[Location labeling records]
- - - -

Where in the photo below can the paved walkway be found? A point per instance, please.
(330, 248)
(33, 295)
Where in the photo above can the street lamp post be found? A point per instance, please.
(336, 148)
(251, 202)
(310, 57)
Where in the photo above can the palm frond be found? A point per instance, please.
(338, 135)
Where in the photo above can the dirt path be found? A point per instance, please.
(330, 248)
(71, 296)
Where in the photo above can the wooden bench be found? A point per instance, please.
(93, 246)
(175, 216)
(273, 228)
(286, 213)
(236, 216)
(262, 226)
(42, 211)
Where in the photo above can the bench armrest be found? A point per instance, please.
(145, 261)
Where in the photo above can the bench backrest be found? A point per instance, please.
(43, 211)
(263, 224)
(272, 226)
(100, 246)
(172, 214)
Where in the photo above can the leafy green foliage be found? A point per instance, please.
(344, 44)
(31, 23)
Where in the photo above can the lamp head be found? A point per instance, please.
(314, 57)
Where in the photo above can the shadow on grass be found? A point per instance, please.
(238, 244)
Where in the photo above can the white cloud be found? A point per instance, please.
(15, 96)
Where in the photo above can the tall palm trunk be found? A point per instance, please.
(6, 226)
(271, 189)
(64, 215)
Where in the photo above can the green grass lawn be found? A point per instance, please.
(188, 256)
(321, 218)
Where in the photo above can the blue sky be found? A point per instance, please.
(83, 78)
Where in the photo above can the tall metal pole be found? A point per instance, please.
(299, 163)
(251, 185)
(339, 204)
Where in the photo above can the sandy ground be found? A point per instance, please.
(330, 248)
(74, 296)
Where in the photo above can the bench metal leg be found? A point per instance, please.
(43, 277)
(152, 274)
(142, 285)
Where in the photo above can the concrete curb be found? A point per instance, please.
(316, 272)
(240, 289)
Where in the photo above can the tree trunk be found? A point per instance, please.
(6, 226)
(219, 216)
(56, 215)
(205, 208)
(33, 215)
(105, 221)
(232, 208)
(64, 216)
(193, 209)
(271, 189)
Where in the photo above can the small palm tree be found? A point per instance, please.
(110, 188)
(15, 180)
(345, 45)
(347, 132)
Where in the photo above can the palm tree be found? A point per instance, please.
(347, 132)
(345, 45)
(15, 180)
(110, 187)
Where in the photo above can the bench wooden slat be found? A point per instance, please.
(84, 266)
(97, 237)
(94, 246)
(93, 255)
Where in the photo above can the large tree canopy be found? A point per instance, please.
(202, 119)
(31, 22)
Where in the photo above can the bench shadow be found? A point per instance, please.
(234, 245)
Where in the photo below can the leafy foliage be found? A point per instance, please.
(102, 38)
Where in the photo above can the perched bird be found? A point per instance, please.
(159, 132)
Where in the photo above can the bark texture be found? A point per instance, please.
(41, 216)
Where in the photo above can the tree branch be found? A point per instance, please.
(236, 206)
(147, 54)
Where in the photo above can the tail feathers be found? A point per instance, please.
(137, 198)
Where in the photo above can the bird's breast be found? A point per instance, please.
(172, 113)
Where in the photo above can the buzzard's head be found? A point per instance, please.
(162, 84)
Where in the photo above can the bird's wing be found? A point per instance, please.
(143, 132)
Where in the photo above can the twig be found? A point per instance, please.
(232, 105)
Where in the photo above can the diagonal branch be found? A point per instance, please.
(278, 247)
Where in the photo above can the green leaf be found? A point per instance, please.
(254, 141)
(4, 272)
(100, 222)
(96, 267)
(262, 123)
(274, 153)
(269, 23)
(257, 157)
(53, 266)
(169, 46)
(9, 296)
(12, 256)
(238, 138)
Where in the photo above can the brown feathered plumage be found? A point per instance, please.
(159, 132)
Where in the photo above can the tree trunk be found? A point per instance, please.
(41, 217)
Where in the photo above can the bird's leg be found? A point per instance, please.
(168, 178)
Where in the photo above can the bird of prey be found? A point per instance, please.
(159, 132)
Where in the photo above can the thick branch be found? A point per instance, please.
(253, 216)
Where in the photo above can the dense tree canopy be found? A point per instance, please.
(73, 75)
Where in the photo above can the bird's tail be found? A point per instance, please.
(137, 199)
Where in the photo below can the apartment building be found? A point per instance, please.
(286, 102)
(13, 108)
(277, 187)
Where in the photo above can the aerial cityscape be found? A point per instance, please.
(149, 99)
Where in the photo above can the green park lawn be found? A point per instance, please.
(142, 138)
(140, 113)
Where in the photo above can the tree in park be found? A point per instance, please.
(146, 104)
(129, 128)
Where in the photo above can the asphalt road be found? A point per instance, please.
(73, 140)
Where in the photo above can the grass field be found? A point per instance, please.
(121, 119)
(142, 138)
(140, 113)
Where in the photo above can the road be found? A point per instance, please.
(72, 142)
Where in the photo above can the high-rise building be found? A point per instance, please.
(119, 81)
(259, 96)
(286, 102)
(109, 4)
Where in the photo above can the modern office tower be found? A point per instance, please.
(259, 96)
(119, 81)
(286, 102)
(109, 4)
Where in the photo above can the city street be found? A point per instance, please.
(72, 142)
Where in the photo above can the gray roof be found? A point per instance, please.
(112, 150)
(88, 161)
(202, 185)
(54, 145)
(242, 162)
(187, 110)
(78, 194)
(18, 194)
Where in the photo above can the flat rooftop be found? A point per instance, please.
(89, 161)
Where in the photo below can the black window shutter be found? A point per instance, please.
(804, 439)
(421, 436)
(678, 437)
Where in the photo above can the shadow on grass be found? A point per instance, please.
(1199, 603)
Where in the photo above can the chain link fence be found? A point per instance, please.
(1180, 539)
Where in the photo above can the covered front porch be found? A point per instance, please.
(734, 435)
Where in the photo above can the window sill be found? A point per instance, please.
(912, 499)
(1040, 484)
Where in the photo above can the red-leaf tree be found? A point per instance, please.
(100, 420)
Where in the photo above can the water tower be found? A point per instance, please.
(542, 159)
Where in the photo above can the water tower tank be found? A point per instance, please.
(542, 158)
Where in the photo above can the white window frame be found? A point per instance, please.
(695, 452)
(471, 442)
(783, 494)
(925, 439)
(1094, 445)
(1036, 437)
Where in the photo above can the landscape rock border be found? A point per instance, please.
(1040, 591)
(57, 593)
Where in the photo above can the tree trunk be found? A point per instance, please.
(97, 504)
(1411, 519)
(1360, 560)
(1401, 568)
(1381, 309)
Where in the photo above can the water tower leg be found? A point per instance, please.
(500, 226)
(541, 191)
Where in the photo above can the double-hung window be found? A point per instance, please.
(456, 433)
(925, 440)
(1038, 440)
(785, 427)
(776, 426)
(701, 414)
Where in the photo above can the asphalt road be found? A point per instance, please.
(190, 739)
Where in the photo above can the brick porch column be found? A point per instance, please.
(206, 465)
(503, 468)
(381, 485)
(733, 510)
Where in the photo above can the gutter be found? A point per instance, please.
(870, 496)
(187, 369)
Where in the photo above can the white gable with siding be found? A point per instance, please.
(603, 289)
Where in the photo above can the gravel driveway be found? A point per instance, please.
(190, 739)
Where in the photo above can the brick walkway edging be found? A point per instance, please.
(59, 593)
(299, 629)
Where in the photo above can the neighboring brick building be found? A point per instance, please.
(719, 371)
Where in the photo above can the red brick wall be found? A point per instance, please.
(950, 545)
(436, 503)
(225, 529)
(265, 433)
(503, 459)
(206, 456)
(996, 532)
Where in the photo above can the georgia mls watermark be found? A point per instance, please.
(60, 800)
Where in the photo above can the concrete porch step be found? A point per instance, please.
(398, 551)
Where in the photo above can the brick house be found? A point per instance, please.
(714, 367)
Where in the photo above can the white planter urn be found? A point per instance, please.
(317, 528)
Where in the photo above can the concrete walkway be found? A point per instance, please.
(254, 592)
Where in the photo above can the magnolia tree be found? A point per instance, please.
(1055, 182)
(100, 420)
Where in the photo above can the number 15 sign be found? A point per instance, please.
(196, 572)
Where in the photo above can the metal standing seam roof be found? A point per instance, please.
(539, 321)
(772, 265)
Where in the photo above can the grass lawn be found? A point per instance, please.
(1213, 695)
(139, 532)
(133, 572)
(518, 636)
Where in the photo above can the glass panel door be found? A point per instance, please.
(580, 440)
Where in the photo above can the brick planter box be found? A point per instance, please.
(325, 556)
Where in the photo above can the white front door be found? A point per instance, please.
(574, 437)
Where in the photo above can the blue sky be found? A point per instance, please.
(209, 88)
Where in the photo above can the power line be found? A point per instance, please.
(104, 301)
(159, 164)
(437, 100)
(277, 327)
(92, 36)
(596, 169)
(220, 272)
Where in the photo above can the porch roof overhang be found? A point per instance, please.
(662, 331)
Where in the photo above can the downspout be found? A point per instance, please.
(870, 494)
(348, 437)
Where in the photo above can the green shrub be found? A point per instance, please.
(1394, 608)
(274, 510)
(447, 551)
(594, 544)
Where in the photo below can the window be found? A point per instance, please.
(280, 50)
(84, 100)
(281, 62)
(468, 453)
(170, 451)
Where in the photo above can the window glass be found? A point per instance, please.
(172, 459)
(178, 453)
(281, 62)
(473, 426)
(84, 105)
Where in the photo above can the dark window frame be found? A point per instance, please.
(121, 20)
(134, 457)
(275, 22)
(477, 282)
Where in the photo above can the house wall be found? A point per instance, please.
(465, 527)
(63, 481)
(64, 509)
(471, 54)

- - - -

**Task goal:** Each line from the one with "Where in the photo above can the brick house" through the last line of the records must be written out word for word. Include nothing else.

**Result:**
Where in the photo above can the brick house be found? A point per instance, please.
(714, 367)
Where in the photo above can the white planter urn be found? A point per instance, please.
(317, 528)
Where in the photo above can the concrete walkway be found? A point per instance, please.
(254, 592)
Where in the photo above can the magnolia tree be found? A point per instance, please.
(1055, 182)
(100, 420)
Where in the photo above can the number 15 sign be found? A point per instance, please.
(196, 572)
Where in the photo above can the metal standing seam roof be found? A point per instance, please.
(539, 321)
(772, 265)
Where in the photo above can the grass lawn be found? A point per instance, please.
(1213, 695)
(139, 532)
(133, 572)
(518, 636)
Where in the photo above can the glass panel door be found? A point per instance, please.
(580, 440)
Where in the photo above can the brick planter box be found? A point per instance, please.
(325, 556)
Where in the photo above can the white front door be found? A point per instance, please.
(574, 437)
Where in the photo above can the blue sky be found? A point per instance, please.
(209, 88)
Where in the photo above can the power line be found? A point per instance, please.
(104, 301)
(159, 164)
(437, 100)
(277, 327)
(92, 36)
(596, 169)
(220, 272)
Where in the photo above can the porch roof overhang be found? A point per instance, please.
(662, 331)
Where in the photo above can the downspout be found? A point per instance, please.
(870, 494)
(348, 437)
Where in the photo above can the green shrub be found? A point per instance, please.
(1394, 608)
(274, 510)
(447, 551)
(594, 544)
Where in the photo below can the window be found? A point per instance, please.
(280, 50)
(84, 100)
(281, 62)
(468, 453)
(170, 451)
Where in the photo above can the window glass be found? A point per instance, please.
(172, 459)
(178, 453)
(281, 62)
(473, 426)
(84, 105)
Where in the photo above can the dark window frame be found? A point per instance, please.
(121, 20)
(134, 457)
(275, 22)
(477, 282)
Where in the photo above can the house wall be found? A point per instance, please.
(465, 527)
(63, 481)
(64, 509)
(471, 54)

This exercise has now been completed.